##### Excerpted records #####
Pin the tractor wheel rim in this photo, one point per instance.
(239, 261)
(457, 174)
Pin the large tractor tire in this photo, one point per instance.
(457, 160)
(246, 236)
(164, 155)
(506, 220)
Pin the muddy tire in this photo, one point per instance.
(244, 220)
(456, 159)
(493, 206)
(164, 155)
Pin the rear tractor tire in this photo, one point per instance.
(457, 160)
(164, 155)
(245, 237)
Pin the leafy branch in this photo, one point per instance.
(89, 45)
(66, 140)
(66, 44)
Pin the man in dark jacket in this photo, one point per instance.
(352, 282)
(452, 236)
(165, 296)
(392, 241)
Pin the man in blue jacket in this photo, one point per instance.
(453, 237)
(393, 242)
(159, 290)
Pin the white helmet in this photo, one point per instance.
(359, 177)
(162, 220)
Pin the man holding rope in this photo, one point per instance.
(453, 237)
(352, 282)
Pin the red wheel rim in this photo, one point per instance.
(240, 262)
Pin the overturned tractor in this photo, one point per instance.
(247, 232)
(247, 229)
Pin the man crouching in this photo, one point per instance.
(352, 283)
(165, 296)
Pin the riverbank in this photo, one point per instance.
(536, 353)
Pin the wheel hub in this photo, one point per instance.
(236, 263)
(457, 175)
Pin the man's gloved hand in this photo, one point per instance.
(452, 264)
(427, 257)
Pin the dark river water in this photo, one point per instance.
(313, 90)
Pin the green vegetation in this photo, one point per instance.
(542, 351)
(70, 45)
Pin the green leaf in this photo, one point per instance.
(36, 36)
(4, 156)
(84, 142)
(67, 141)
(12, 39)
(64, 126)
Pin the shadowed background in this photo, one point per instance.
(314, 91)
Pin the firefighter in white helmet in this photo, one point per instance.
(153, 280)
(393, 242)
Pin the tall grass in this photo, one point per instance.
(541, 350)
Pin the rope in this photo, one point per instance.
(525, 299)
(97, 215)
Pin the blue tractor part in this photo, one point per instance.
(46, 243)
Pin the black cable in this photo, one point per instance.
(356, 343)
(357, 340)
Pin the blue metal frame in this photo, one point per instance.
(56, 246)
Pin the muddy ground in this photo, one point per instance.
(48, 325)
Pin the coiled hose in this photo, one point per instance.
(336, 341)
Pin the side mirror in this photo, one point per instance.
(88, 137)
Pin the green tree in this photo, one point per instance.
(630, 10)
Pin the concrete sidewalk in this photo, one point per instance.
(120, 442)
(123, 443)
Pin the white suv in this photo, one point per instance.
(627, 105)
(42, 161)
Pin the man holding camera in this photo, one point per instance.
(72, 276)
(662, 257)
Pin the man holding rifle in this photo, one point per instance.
#####
##### Excerpted records #####
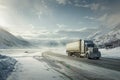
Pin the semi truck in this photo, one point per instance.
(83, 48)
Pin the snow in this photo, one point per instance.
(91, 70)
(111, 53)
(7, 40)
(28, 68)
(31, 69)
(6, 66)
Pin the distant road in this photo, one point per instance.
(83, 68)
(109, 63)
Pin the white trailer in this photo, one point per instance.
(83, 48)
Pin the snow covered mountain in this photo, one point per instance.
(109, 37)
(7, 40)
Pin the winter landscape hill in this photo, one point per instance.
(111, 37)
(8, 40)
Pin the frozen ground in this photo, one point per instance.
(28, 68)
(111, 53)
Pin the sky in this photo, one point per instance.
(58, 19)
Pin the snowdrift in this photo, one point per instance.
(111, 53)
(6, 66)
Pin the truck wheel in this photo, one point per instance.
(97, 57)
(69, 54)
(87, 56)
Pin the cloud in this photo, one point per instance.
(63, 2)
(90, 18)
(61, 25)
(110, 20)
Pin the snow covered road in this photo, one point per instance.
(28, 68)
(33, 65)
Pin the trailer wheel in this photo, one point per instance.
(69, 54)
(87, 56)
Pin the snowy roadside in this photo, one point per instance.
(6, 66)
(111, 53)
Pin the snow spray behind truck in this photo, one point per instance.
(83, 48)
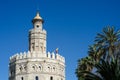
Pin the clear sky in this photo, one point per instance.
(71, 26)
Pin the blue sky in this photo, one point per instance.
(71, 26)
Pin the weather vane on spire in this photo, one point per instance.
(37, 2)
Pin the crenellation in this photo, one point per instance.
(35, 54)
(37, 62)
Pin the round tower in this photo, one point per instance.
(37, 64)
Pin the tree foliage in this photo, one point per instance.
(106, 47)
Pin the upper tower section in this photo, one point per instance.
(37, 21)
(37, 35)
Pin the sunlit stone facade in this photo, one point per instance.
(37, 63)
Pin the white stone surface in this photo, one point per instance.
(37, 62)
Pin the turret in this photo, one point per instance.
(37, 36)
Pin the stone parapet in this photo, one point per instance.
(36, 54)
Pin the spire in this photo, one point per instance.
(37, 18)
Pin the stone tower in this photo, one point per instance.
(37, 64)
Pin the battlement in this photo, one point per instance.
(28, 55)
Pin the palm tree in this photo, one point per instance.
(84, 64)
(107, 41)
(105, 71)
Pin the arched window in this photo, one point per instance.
#####
Task directions: Extract the lines of the preceding material that run from the line with "Pin the side" through the line with "Pin the man holding rifle", inclusive, reproducing them exactly and adding nothing.

Response area:
Pin the side mirror in this photo, one point per instance.
(88, 137)
Pin the green tree in this photo, one point per instance.
(630, 10)
Pin the concrete sidewalk in this photo, one point per instance.
(120, 442)
(123, 443)
Pin the white suv in this photo, one point per instance.
(627, 105)
(42, 161)
Pin the man holding camera in this photo, one point per instance.
(72, 276)
(662, 257)
Pin the man holding rifle in this photo, one point per instance.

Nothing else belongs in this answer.